Segment Start: Extract to read

SPRINGFIELD, Ill. - Illinois lawmakers could be forced to build their impeachment case against Gov. Rod R. Blagojevich on a raft of relatively small grievances, rather than the blockbuster Senate-seat-for-sale allegations, for fear of undermining federal prosecutors' criminal investigation.
Members of the state House impeachment committee said yesterday that they would do nothing that would interfere with the investigation by U.S. Attorney Patrick Fitzgerald. If Fitzgerald asks lawmakers not to interview certain witnesses, they will abide by that, they said.
"We do not want to get in the way of the United States attorney doing the work he does, and so whatever he says about where we can and can't go in our investigation, we are going to just simply say, 'Fine, sir,' " said State Rep. Lou Lang, a suburban Chicago Democrat.
The committee would then probably emphasize some lower-profile allegations of misconduct against Blagojevich. Among them: defying the legislature, failing to honor reporters' Freedom of Information requests, and trading state jobs and contracts for campaign contributions.
The latest complications, along with other developments, suggest it could be more difficult to dislodge Blagojevich than it appeared just a week ago. On Wednesday, the Illinois Supreme Court rejected a request to declare him unfit to serve, and Blagojevich's attorney made it clear that the governor was not going down without a fight.
The panel adjourned until Monday, when members hoped to discuss any guidelines or restrictions Fitzgerald may place on them.
The federal prosecutors' case could be severely undermined - or at least greatly complicated - if Illinois lawmakers compel certain witnesses to testify under a grant of immunity. Following the Iran-contra scandal of the 1980s, the convictions of Oliver North and John Poindexter were thrown out after the courts determined that the cases against them were built too much on testimony they gave to Congress under a promise of immunity.
The impeachment committee sent Fitzgerald a letter yesterday formally asking for information about people mentioned by pseudonyms in the criminal complaint, and requesting his guidance on who could be called to testify. Fitzgerald refused to comment.

Segment End: Extract to read
Segment Start: Supplied information

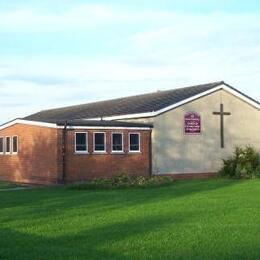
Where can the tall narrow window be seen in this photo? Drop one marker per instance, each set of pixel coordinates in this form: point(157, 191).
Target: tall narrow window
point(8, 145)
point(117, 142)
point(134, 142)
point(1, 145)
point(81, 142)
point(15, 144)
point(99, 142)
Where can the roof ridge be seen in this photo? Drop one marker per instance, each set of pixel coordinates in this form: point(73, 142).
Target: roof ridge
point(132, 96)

Segment End: Supplied information
Segment Start: Supplied information

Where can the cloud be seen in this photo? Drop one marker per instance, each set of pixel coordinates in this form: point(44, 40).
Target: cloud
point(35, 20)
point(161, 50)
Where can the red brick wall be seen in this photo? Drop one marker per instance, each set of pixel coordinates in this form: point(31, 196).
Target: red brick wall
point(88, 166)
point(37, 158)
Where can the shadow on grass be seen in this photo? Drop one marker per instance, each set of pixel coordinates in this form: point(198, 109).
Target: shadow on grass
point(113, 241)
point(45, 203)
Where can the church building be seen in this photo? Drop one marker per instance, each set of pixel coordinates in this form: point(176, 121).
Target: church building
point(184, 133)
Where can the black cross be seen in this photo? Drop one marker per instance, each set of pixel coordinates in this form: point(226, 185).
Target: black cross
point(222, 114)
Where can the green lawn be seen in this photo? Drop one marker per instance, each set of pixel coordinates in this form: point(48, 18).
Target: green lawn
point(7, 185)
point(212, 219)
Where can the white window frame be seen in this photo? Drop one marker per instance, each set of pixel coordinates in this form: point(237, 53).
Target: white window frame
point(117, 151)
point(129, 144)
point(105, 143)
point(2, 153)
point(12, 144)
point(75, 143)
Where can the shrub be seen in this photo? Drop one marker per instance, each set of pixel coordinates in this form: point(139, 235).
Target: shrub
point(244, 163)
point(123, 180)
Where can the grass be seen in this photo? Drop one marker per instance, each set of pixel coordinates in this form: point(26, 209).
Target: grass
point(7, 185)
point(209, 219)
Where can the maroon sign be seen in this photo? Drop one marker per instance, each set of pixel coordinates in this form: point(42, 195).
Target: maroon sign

Segment End: Supplied information

■ **Required actions**:
[a] In the impeachment article, what request did the Illinois Supreme Court reject on Wednesday?
[b] Please extend the impeachment article with the paragraphs that would follow its final sentence.

■ **Outputs for the tasks**:
[a] A request to declare Blagojevich unfit to serve.

[b]
Committee members said the criminal charges against Blagojevich would still play a part in the impeachment proceedings. If nothing else, lawmakers will be able to use the 76-page federal criminal complaint, which includes sworn statements from the FBI and damning excerpts from the governor's wiretapped conversations.
Committee chairwoman Barbara Flynn Currie, a Chicago Democrat like the governor, noted that even before Blagojevich's arrest last week, some lawmakers were calling for his impeachment.
"We've got plenty of evidence out there of questionable activity on the part of the governor," she said.
The governor was arrested on charges that he schemed to sell President-elect Barack Obama's vacant Senate seat for campaign cash or a plum job for himself. He was also accused of trying to strong-arm the Chicago Tribune into firing editorial writers who criticized him, and pressuring a hospital executive for campaign donations.
Outraged lawmakers appointed a committee to investigate Blagojevich and to issue a recommendation on whether he should be impeached.
Blagojevich attorney Ed Genson had no comment on what restrictions Fitzgerald should place on the committee.
Perhaps previewing his courtroom arguments, Genson yesterday questioned the legality of the wiretaps. He warned the impeachment committee: "I think you're using evidence that was illegally obtained."